(Point annotations for the photos)
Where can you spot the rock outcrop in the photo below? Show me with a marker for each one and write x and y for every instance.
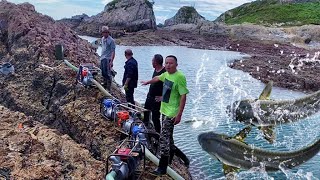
(61, 135)
(185, 15)
(30, 150)
(74, 21)
(119, 15)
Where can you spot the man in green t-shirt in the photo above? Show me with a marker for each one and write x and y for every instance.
(174, 96)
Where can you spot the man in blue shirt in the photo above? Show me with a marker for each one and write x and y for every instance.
(130, 76)
(107, 56)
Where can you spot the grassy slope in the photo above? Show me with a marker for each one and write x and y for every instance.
(271, 12)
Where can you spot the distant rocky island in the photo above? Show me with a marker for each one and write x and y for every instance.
(51, 129)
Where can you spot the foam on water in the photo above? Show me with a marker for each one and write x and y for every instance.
(213, 86)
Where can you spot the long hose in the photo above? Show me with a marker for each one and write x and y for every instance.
(149, 155)
(93, 81)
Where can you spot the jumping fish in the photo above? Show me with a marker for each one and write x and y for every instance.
(265, 113)
(236, 154)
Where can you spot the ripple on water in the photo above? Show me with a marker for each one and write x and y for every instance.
(212, 87)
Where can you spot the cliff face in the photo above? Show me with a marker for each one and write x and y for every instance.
(74, 21)
(129, 15)
(185, 15)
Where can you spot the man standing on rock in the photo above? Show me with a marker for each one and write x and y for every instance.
(153, 100)
(174, 97)
(130, 76)
(107, 56)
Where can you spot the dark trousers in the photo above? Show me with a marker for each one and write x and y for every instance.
(154, 106)
(129, 95)
(166, 136)
(106, 72)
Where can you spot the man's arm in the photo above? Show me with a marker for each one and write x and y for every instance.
(112, 58)
(183, 100)
(153, 80)
(126, 84)
(113, 48)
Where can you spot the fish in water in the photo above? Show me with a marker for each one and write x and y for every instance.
(266, 113)
(236, 154)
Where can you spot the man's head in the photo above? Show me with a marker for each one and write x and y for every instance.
(128, 53)
(105, 31)
(171, 64)
(157, 60)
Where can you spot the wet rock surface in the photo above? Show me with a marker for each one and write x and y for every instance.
(31, 150)
(289, 66)
(68, 138)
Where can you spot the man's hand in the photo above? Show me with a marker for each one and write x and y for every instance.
(158, 98)
(143, 83)
(125, 87)
(177, 119)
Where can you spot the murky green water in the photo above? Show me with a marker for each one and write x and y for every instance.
(213, 86)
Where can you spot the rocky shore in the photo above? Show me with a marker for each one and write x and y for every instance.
(50, 127)
(295, 67)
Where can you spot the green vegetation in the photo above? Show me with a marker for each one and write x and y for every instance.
(271, 12)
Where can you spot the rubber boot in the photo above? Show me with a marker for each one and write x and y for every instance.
(162, 168)
(172, 152)
(182, 156)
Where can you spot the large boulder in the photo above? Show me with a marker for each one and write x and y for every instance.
(185, 15)
(74, 21)
(120, 16)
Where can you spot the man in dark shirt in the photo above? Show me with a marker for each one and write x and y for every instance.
(130, 76)
(153, 100)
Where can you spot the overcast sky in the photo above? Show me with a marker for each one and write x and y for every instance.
(163, 9)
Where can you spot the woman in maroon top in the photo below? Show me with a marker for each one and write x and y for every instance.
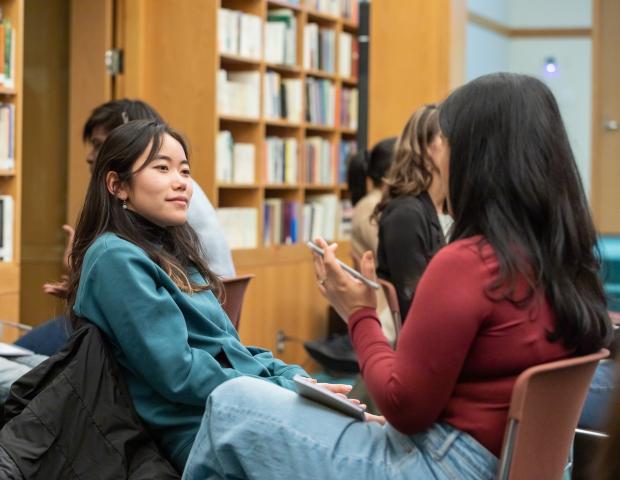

> **Problem to work on**
Reproduce all of the entries above word for word, leaving out the pictures.

> **Solution to this problem**
Where can you spot the rock outcrop in the photo below? Show me with a marker for each one and write x and y for every instance.
(61, 135)
(185, 15)
(30, 150)
(74, 21)
(119, 15)
Where can you spot the man in green t-shirt in the photo above? Show me with a marker for each one and write x and y for every instance.
(174, 96)
Where can you spot the man in blue shirt in the photo above? Show me with a marker for each one and write x and y for every instance.
(130, 76)
(107, 56)
Where can you spot the grassy slope in the photo above? Show me with a marker for each one and write x and y for every instance.
(271, 12)
Where can you spot the distant rocky island in the photo above? Show me with a marker for each one and write x and y for every instance.
(51, 129)
Where can you spot the foam on water in the photo above? Show me with a marker for each one and write x and y for every instance.
(213, 86)
Where can you spot the long hose in the photo above? Show me with a marker for each one and write x and y for every instance.
(149, 155)
(93, 81)
Where can you spot the jumping fish in the photo above? Show me with a marker for each one and write x and y for every instance.
(265, 113)
(236, 154)
Where can you spot the ripple on water in the photo above? Show me with a marker for each one and write x and y for every instance.
(212, 87)
Where can you spot the cliff face in the photo above? Show me with a marker for each one and write x and y for every instance.
(74, 21)
(129, 15)
(185, 15)
Where can you spot the man standing on rock in the photo above? Show me with a marker for each one and write x and y for every instance.
(153, 100)
(174, 97)
(130, 76)
(107, 56)
Where can you spot the dark trousers in the photo above? Show me with a marker for each one and write x and y for every instance.
(154, 106)
(129, 95)
(166, 136)
(106, 72)
Where can you spot the man's arm in the photo above? Show me with a marker for each one and write x and y for every instance.
(112, 58)
(183, 100)
(153, 80)
(126, 84)
(113, 48)
Where can you spot the fish in water in the photo above? Show me with a marker for each one and write x and y for every instance.
(266, 113)
(236, 154)
Where can you spot the man's head in the photo above? Show me with a marker for each one and write x and y for every instance.
(128, 53)
(105, 31)
(171, 64)
(157, 60)
Where can you spot the wet rock surface in the photo above? Show me with a marker for each one and write x and y for every instance.
(31, 150)
(289, 66)
(68, 138)
Where can you spot the man's hand in the photo above? Show me with a marker for each one and write x and y for every instance.
(158, 98)
(143, 83)
(125, 87)
(177, 119)
Where can you spot the murky green water in the photo above? Show me with a marker for each one and write x and y for every instance.
(213, 86)
Where can you spot the rocky shore in the photo above? Show me with a marker for each one and write x and y for every instance.
(50, 127)
(295, 67)
Where can you spot the green vegetation in the photo above? Show me with a marker for each one and write x and y for every instance.
(271, 12)
Where can you spot the rubber boot in the photo above? Show me with a marker for each one and write x and y for every instance.
(162, 168)
(172, 152)
(182, 156)
Where can you spot the large boulder in the photo above? Show me with a marker for each one and write x and y for every instance.
(185, 15)
(74, 21)
(120, 16)
Where can you spot the man in dark shirt in the photo above? Show me with a marker for each one and write x and y for every instance.
(130, 76)
(153, 100)
Where can you spot the overcast sky in the photo above? Show me with a marker for each one and write x and y for every instance.
(163, 9)
Where can you spot the woman in maroon top in the photo below? Show me with a marker for each one and write x and y for every instance.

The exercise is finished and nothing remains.